## EXERCISE TASKS
(A) From the court opinion excerpt, extract the passage starting at "Special Agent’s Reiner’s" and ending at "adjoining brown shed.", copying it word for word.
(B) Write the next part of the court opinion excerpt on the warrant affidavit, picking up after its final sentence.

The affidavit is plagued by other deficiencies. At first blush, the facts that the CW was searched before he went to the defendant property on April 4, 1990, and found to be without possession of cocaine, that he was surveilled going directly to that property, and that he possessed cocaine when met afterwards by Officer Voets, appear to create a probability that a cocaine transaction had transpired on the defendant property and that more cocaine could be found in either the shed or the home on April 5, 1990. Yet the affidavit does not attest that the CW was surveilled en route from 18 Perkins Road to the predetermined location for his meeting with Officer Voets, or even that he went directly from one location to the other, thus leaving open the possibility that the CW’s comments to Voets were not truthful and that, in fact, the cocaine was procured on a detour between 18 Perkins Road and the predetermined location. The Court notes that any concerns in this regard might have been dispelled, as noted earlier, had the affidavit indicated that the conversational aspect of the sale was recorded by the transmitting device fitted on the CW, and subsequently heard or simultaneously overheard by agents on the case.

Special Agent’s Reiner’s 302 form, dictated a full week after the events in question, is of little assistance to plaintiff’s case. Aside from the fact that the form is just that, a form and not a sworn affidavit, the fact that Mr. Sachs was surveilled driving from 18 Perkins Road to the Athenian Diner for a prearranged meeting with the CW, and that a kilogram of cocaine was subsequently found in his car, cannot legitimately support a finding of probable cause that cocaine would also be found in Mr. Sachs’ home or in the adjoining brown shed.

Location annotation dataset excerpts
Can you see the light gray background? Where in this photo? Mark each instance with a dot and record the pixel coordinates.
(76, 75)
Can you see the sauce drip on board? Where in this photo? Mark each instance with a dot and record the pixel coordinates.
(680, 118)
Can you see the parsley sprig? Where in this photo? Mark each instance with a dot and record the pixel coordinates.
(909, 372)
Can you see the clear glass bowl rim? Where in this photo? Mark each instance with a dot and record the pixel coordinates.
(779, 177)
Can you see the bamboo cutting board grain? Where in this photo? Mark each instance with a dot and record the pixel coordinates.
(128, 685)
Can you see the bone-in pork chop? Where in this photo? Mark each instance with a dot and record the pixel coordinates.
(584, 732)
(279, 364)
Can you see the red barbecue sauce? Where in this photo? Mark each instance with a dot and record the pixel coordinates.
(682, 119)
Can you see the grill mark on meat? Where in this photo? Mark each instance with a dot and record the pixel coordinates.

## FINAL RESULTS
(A)
Special Agent’s Reiner’s 302 form, dictated a full week after the events in question, is of little assistance to plaintiff’s case. Aside from the fact that the form is just that, a form and not a sworn affidavit, the fact that Mr. Sachs was surveilled driving from 18 Perkins Road to the Athenian Diner for a prearranged meeting with the CW, and that a kilogram of cocaine was subsequently found in his car, cannot legitimately support a finding of probable cause that cocaine would also be found in Mr. Sachs’ home or in the adjoining brown shed.

(B)
Although the Court readily concedes that probable cause is not a game of certainties, it resists any effective characterization of that determination as a game of speculation. Only upon such speculation, however, can the warrant application in question, read in combination with Special Agent Reiner’s 302 form, be said to create a fair probability that cocaine could be found on the defendant property. The affidavit consists solely of uncorroborated accounts of events from a cooperating witness whose reliability, or lack thereof, is never discussed, and of an incomplete trail of evidence that can only speculatively be said to support a finding of probable cause for cocaine in the property involved in this case. In view of the foregoing, the Court finds that portion of the warrant supporting a search for cocaine invalid for want of probable cause.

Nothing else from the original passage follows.